_WHAT TO PRODUCE_.
This exercise calls for the records to be repeated in full, exactly as written.
□ □ □
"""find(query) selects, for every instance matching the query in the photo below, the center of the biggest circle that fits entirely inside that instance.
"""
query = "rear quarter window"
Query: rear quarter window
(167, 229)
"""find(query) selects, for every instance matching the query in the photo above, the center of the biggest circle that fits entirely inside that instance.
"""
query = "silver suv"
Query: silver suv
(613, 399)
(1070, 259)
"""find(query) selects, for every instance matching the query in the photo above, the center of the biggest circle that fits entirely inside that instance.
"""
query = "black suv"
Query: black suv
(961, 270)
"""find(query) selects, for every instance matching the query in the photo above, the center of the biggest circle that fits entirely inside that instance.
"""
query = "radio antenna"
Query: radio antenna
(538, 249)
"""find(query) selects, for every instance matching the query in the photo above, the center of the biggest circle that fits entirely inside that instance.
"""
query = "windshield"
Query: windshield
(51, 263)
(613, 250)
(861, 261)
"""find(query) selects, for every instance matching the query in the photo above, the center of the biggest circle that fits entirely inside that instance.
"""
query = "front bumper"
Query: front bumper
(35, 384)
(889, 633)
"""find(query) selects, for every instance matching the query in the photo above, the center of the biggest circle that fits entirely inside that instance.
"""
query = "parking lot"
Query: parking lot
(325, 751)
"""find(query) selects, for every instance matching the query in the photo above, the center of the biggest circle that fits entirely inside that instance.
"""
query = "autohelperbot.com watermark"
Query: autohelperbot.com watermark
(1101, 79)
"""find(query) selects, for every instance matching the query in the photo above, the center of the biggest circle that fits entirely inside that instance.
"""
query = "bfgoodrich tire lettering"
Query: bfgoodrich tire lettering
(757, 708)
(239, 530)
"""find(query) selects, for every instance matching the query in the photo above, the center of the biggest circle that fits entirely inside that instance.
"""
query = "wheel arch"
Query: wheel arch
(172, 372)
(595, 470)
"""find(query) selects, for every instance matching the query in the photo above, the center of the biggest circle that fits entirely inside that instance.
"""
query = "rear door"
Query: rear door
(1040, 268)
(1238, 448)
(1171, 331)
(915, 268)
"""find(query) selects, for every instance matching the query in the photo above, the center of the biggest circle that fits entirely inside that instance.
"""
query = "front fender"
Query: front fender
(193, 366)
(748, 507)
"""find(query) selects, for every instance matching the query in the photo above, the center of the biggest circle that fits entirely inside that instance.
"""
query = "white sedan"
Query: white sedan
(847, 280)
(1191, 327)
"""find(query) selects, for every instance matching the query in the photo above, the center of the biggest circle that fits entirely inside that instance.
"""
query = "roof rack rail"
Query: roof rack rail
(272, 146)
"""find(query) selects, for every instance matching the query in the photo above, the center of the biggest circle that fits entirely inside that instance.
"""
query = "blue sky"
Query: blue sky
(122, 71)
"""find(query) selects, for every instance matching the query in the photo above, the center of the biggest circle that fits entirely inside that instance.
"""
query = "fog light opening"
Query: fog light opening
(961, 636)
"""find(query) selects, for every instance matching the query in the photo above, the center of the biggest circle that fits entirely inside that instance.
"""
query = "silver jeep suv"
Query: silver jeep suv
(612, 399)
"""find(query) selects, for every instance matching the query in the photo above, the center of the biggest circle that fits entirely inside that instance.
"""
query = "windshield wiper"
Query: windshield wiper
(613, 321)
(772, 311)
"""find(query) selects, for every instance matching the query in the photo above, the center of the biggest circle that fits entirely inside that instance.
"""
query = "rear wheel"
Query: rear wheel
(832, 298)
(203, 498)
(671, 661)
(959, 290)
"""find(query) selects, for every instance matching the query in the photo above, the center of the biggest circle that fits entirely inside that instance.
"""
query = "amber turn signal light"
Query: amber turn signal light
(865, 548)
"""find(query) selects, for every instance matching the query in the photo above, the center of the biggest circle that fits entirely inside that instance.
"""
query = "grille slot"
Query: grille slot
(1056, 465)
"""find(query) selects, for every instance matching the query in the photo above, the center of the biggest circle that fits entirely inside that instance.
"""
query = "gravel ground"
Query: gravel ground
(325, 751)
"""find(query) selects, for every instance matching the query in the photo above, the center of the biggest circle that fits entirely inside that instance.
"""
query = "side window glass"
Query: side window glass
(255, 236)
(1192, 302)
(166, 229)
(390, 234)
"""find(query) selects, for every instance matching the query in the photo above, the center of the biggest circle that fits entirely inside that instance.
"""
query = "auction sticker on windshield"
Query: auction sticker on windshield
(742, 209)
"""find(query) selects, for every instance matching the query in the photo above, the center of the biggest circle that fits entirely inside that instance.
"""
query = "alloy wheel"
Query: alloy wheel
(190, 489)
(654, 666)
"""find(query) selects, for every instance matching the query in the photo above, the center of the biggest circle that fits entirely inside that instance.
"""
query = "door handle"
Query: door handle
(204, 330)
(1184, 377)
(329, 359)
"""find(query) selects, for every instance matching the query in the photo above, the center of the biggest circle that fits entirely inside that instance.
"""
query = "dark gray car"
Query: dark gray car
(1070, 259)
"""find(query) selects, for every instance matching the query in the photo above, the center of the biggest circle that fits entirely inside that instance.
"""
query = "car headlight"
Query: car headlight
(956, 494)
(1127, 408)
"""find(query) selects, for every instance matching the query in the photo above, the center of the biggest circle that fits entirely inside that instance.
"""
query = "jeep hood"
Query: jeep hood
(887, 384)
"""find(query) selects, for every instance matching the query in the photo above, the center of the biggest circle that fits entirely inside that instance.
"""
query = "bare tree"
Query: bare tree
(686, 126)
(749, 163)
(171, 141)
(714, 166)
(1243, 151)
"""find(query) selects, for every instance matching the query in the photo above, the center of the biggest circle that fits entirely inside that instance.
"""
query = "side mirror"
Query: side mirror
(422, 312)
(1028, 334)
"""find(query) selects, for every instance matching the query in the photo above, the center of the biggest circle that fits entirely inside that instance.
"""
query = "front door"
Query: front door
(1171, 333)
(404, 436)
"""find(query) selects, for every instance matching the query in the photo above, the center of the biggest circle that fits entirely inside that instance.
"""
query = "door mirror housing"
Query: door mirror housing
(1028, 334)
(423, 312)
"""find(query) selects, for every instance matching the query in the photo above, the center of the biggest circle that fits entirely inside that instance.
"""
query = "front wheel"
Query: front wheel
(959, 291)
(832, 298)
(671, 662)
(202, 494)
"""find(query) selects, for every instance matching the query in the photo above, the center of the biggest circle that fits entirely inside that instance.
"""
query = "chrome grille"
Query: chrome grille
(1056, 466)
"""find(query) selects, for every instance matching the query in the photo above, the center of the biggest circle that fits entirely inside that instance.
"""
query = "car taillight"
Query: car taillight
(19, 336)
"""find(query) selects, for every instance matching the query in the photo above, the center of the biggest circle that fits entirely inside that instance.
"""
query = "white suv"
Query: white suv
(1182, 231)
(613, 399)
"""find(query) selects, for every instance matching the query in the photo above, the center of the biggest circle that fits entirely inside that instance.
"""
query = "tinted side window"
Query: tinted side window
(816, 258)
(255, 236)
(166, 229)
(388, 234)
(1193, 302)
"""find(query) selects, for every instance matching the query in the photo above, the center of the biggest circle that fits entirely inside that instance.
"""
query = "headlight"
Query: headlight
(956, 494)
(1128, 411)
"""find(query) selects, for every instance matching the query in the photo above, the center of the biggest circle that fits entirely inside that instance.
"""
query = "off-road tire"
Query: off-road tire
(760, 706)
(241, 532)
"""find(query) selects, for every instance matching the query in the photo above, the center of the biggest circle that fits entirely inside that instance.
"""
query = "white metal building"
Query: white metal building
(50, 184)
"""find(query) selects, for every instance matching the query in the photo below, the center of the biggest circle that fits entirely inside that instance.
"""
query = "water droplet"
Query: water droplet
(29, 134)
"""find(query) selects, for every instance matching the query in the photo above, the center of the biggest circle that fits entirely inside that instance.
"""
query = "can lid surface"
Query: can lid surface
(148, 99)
□ □ □
_EXERCISE RESULT_.
"""find(query) selects, for every instance matching the query in the photo below, the center of the biggest circle that fits entirely inside that instance.
"""
query = "rear quarter window"
Query: rear quarter window
(167, 229)
"""find(query) selects, for every instance matching the query in the photo above, the center of the biggest circle that fits entirely inside that instance.
"""
query = "silver suv"
Query: silver suv
(613, 399)
(1070, 259)
"""find(query) selects, for every instance matching the query in the photo above, the center of the biggest circle that fits entirely inside that instance.
"""
query = "black suv"
Query: black suv
(961, 270)
"""find(query) selects, for every instance matching the query in the photo above, the center of the biggest circle that fits entirely inside that instance.
"""
query = "radio antenna"
Query: radio antenna
(538, 249)
"""find(query) selects, for every instance matching the query in the photo above, the center of the biggest circle that fits entirely inside that instance.
"""
query = "windshield"
Query: windshield
(51, 263)
(613, 250)
(861, 261)
"""find(query) selects, for every instance matching the query in the photo above, the center of the biggest circle that fits entirely inside that instance.
"""
query = "front bumper"
Query: front bumper
(35, 384)
(889, 633)
"""find(query) selects, for every instance matching the query in the photo above, the center of the biggest circle that fits entirely inside that instance.
"""
query = "parking lot"
Query: parking lot
(325, 751)
"""find(query) selects, for every instance matching the query in the photo above, the center of the biggest circle that fits entirely inside that instance.
"""
query = "autohelperbot.com watermark"
Query: autohelperbot.com watermark
(1101, 79)
"""find(query) selects, for every instance matching the query in the photo above, the center of the biggest circle that fits entirely inside that instance.
"""
query = "bfgoodrich tire lettering"
Query: bfgoodrich tire lettering
(757, 708)
(239, 530)
"""find(query) selects, for every instance matching the query in the photo above, the center of the biggest circle that fits entirely inside that instance.
"""
query = "wheel arch"
Query: wheel arch
(172, 372)
(595, 470)
"""find(query) selects, for every instance matching the query in the photo above, the center of the biggest circle that fits entirely inside that instance.
"""
query = "rear door"
Query: rear door
(1040, 268)
(1238, 448)
(1171, 331)
(915, 268)
"""find(query) selects, for every instance matching the query in the photo above, the center of the biggest circle that fits entirely inside that instance.
"""
query = "front fender"
Query: front fender
(193, 366)
(748, 507)
"""find(query) selects, for every instance matching the query in the photo above, the center of the biggest circle that fits entirely inside that instance.
"""
query = "white sedan"
Query: white sedan
(847, 280)
(1191, 327)
"""find(query) selects, for every instance matching the query in the photo above, the center of the biggest circle that fits entirely inside that instance.
"""
query = "roof rack rail"
Query: roof rack rail
(272, 146)
"""find(query) selects, for every instance matching the query in the photo above, the center of the biggest circle that fits entirely inside that instance.
"""
query = "blue sky"
Query: blue sky
(122, 71)
"""find(query) selects, for every instance matching the query in the photo above, the center of the biggest circle that fits entirely inside that instance.
"""
query = "fog light opening"
Query: fog light opening
(961, 636)
"""find(query) selects, for every instance matching the query in the photo above, the center of the biggest circle that fits entirely inside that instance.
"""
query = "silver jeep suv"
Query: silver jeep suv
(612, 399)
"""find(query) selects, for every instance matching the query in the photo above, the center of the biggest circle that fits entirely inside that instance.
"""
query = "windshield wiper"
Query: windshield wiper
(613, 321)
(772, 311)
"""find(query) selects, for every instance matching the query in the photo above, the center of the biggest circle that fits entirely inside that instance.
"""
query = "rear wheel"
Query: rear wheel
(832, 298)
(203, 498)
(671, 661)
(959, 290)
"""find(query) selects, for every instance matching the query in the photo above, the center of the biggest circle that fits entirely inside that instance.
"""
query = "amber turn signal light"
Query: amber turn signal light
(865, 548)
"""find(query) selects, for every instance matching the query in the photo above, the center of the biggest circle that fits entirely inside that instance.
"""
query = "grille slot"
Query: grille slot
(1056, 465)
"""find(query) selects, for every instance matching the query in the photo above, the center of the biggest circle that fits entirely inside that instance.
"""
query = "gravel ground"
Query: gravel ground
(325, 751)
"""find(query) selects, for every instance matching the query in the photo above, the center of the biggest circle that fits entirely inside that instance.
"""
query = "side window glass"
Query: side window glass
(255, 236)
(1192, 302)
(166, 229)
(390, 234)
"""find(query) selects, for every instance matching the query in the photo above, the center of the biggest circle that fits entirely inside that instance.
"""
query = "auction sticker on windshield"
Query: auction sticker on windshield
(742, 209)
"""find(query) selects, for every instance matching the query in the photo above, the center of the biggest circle that fits entirely inside that instance.
"""
query = "alloy wheel"
Query: alloy wheel
(190, 489)
(654, 666)
"""find(query) selects, for every instance matching the query in the photo above, the center of the biggest circle that fits entirely inside that instance.
"""
query = "door handle"
Query: door handle
(204, 330)
(1184, 377)
(329, 359)
"""find(query) selects, for every instance matching the query in the photo above, the center of the biggest circle that fits entirely inside that instance.
"""
query = "dark gray car"
Query: dark gray car
(1070, 259)
"""find(query) selects, for every instance matching the query in the photo above, the center of the biggest circle that fits entirely inside that instance.
"""
query = "car headlight"
Query: car headlight
(956, 494)
(1127, 408)
"""find(query) selects, for every instance matching the query in the photo above, the center of the biggest circle that fits entirely inside that instance.
"""
query = "jeep hood"
Query: jeep hood
(887, 384)
"""find(query) selects, for every instance matching the query in the photo above, the center of the biggest circle that fits entirely inside that instance.
"""
query = "bare tree"
Query: bare tree
(686, 126)
(749, 163)
(171, 141)
(714, 166)
(1243, 151)
"""find(query) selects, for every instance matching the query in the photo above, the center of the biggest circle that fits entirely inside that instance.
"""
query = "side mirror"
Query: side mirror
(422, 312)
(1028, 334)
"""find(query) selects, for every instance matching the query in the photo above, the center of the biggest circle that fits entirely inside that instance.
"""
query = "front door"
Query: front door
(1171, 333)
(404, 436)
"""find(query) selects, for every instance matching the query in the photo above, the center of the biggest circle that fits entirely inside that instance.
"""
query = "door mirror housing"
Query: door mirror housing
(1028, 334)
(423, 312)
"""find(query) selects, for every instance matching the query in the photo above, the center of the biggest circle that fits entirely inside that instance.
"""
query = "front wheel"
Query: front wheel
(959, 291)
(832, 298)
(671, 662)
(202, 494)
"""find(query) selects, for every instance matching the query in the photo above, the center of the biggest circle that fits entirely inside that instance.
"""
query = "chrome grille"
Query: chrome grille
(1056, 466)
"""find(query) selects, for every instance matching the query in the photo above, the center of the biggest circle that fits entirely inside that instance.
"""
query = "car taillight"
Query: car taillight
(19, 336)
"""find(query) selects, for every instance matching the query in the photo above, the center of the biggest circle that fits entirely inside that instance.
"""
query = "white suv"
Query: white suv
(1182, 231)
(613, 399)
"""find(query) selects, for every instance matching the query in the photo above, the center of the biggest circle that fits entirely inside that instance.
"""
query = "tinted side window"
Query: tinted side window
(816, 258)
(255, 236)
(166, 229)
(388, 234)
(1193, 302)
"""find(query) selects, for every instance matching the query in the photo above, the center of the biggest circle that fits entirely inside that instance.
"""
query = "headlight"
Query: headlight
(956, 494)
(1128, 411)
"""find(query) selects, for every instance matching the query in the photo above, the center of the biggest circle that fits entirely inside that instance.
"""
query = "off-road tire"
Query: off-road tire
(760, 706)
(241, 532)
"""find(query) selects, for every instance matching the query in the photo above, the center of the biggest circle that fits entirely inside that instance.
"""
query = "white metal building"
Query: white metal building
(50, 184)
"""find(query) selects, for every instance matching the query in the photo below, the center of the biggest circle that fits entirely inside that instance.
"""
query = "water droplet"
Query: water droplet
(29, 134)
"""find(query) selects, for every instance matching the query in the photo above, the center of the biggest circle that fits entirely inside that instance.
"""
query = "can lid surface"
Query: can lid surface
(148, 99)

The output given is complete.